*Tâche demandée a*. Recopie uniquement le passage des données allant du début jusqu'à la ligne contenant « 595, 343, 713, 382 », incluse, sans omettre aucune ligne. Décale de -73 chaque coordonnée des cadres donnés en réponse et laisse tous les autres nombres inchangés.

*Extrait fourni*.
....

L’image est centrée sur la baie transfrontalière de Chigoundi (Txigundi en basque), embouchure de la Bidassoa qui sépare Hendaye-plage, ancienne zone dunaire transformé dès les années 1920 en quartier balnéaire, et Fontarrabie (Hondarribia en basque), dont le noyau ancien se distingue par la densité des bâtiments.

Une partie de la plage d’Hendaye est ici visible. C’est la plus grande plage de sable du littoral basque avec ses trois kilomètres de longueur et quasiment sans vague forte, ce qui attire les familles tant françaises qu’espagnoles. Etablissement de thalassothérapie, casinos contribuent aussi à faire d’Hendaye-plage une station touristique recherchée, en gémellité avec Fontarrabie dont la vie nocturne est appréciée.

....

*Données fournies*.
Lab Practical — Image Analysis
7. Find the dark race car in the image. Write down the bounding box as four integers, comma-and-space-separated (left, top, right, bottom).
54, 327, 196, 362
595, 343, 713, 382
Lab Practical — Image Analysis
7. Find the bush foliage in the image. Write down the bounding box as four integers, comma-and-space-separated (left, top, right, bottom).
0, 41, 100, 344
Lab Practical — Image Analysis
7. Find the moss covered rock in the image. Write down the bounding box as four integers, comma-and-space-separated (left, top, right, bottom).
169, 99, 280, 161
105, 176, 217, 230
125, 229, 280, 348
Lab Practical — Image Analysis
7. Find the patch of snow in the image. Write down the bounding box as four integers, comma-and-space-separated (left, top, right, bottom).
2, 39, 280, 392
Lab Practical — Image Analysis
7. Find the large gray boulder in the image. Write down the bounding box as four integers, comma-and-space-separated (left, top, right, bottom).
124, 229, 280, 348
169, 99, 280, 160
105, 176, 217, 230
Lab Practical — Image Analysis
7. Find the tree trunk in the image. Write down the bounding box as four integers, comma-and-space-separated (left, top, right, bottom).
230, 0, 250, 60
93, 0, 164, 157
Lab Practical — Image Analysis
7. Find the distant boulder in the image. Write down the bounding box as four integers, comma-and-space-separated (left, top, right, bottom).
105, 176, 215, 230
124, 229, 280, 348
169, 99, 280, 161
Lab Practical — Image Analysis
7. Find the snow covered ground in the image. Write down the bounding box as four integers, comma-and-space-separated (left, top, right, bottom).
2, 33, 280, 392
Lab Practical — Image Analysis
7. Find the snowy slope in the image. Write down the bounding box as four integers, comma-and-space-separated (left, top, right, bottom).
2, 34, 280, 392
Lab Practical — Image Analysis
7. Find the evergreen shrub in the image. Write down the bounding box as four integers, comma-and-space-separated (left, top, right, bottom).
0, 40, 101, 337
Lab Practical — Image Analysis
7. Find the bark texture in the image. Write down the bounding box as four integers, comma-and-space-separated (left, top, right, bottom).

....

*Tâche demandée b*. Prolonge l'extrait sur Hendaye-plage et Fontarrabie au-delà de sa dernière phrase.

*Résultat final a*.
Lab Practical — Image Analysis
7. Find the dark race car in the image. Write down the bounding box as four integers, comma-and-space-separated (left, top, right, bottom).
-19, 254, 123, 289
522, 270, 640, 309

*Résultat final b*.
L’image montre clairement la forte densité de bateaux de plaisance, amarrés dans le port de Fontarrabie, celui d’Hendaye construit en 1990, et au mouillage dans la baie. Cette dernière situation crée d’ailleurs de la tension entre acteurs aéroportuaires et portuaires, révélatrice d’une forme originale de conflit d’usage : les mats des bateaux sont considérés par les uns comme dangereux pour l’atterrissage des avions, le projet d’agrandissement de la piste comme une menace pour l’activité nautique par les autres.

 

 



le franchissement d’une frontière fluviale, la Bidassoa entre Hendaye et Irun

Construits entre 1864 et 1966, quatre ponts franchissent la Bidassoa pour rejoindre Hendaye et Irun. Ils symbolisent l’importance des infrastructures et des flux transfrontaliers qui s’accélèrent fortement à la fin de l’époque franquiste et avec l’intégration de l’Espagne dans la CEE.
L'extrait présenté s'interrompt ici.